Exercise instructions: Rewrite the records below with "marker" changed to "dot" everywhere it occurs and everything else left the same. Leave the pictures out.

Exercise material:
********

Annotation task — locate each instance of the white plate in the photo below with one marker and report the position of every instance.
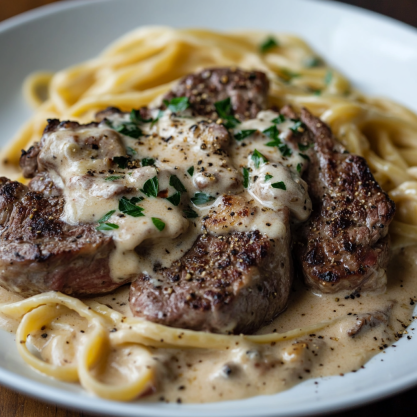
(377, 53)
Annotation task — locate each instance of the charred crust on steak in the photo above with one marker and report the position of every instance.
(344, 245)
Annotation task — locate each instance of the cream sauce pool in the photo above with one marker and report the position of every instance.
(246, 369)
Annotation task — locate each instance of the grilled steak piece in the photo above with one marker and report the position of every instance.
(232, 283)
(248, 91)
(39, 252)
(344, 245)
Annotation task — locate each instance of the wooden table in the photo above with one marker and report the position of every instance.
(16, 405)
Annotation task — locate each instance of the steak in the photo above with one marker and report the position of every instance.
(39, 252)
(344, 245)
(247, 90)
(232, 283)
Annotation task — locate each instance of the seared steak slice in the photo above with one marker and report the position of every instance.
(248, 91)
(230, 283)
(39, 252)
(344, 245)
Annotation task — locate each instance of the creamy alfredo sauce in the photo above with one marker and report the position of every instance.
(243, 370)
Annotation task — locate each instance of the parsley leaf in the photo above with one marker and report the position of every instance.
(135, 117)
(177, 104)
(148, 162)
(257, 158)
(107, 226)
(113, 178)
(243, 134)
(225, 111)
(279, 119)
(175, 199)
(280, 185)
(159, 224)
(130, 151)
(190, 214)
(106, 216)
(303, 147)
(129, 207)
(245, 177)
(298, 125)
(175, 182)
(201, 198)
(268, 44)
(151, 187)
(121, 161)
(328, 78)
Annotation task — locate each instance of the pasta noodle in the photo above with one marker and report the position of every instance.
(133, 72)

********

Solution to the problem:
Annotation task — locate each instance of the white plate in the photo below with one dot and report the position of every instance.
(377, 53)
Annotation task — locate each instance of the charred crust on steak in the photo above with one dot and report the position of every instance.
(344, 245)
Annotation task — locate each instance of the cream sauce pool in the photo above with one dot and report the position of every instance.
(246, 369)
Annotation task — locate each instance of the grilled steak piece in the photo above with one dot and report the position of every instance.
(232, 283)
(248, 91)
(39, 252)
(344, 245)
Annotation task — locate each instance of the wooden table in the photo above with one dot and report the position of every instance.
(16, 405)
Annotation task — locate each instance of the steak in the photo above with one dot and report the position of every instance.
(39, 252)
(344, 245)
(247, 90)
(232, 283)
Annotation task — locate each instance of the seared steak slice in the photo above with one dot and report the position of every instance.
(248, 91)
(230, 283)
(39, 252)
(344, 245)
Annotation task — locate each instance of the creamy alfredo sauce in the photo above with one dot and report the position of every instance.
(243, 370)
Annotation task — locate each instance of the parsley leaf in the photo above with one dot and report the position of every instance.
(135, 117)
(177, 104)
(148, 162)
(257, 158)
(107, 226)
(113, 178)
(243, 134)
(225, 111)
(279, 119)
(175, 199)
(280, 185)
(159, 224)
(130, 151)
(190, 214)
(106, 216)
(303, 147)
(129, 207)
(245, 177)
(298, 125)
(175, 182)
(201, 198)
(268, 44)
(151, 187)
(121, 161)
(328, 78)
Annotation task — locate each instance of the pasta noodle in the photo above with one dot and report the position of every instance.
(133, 72)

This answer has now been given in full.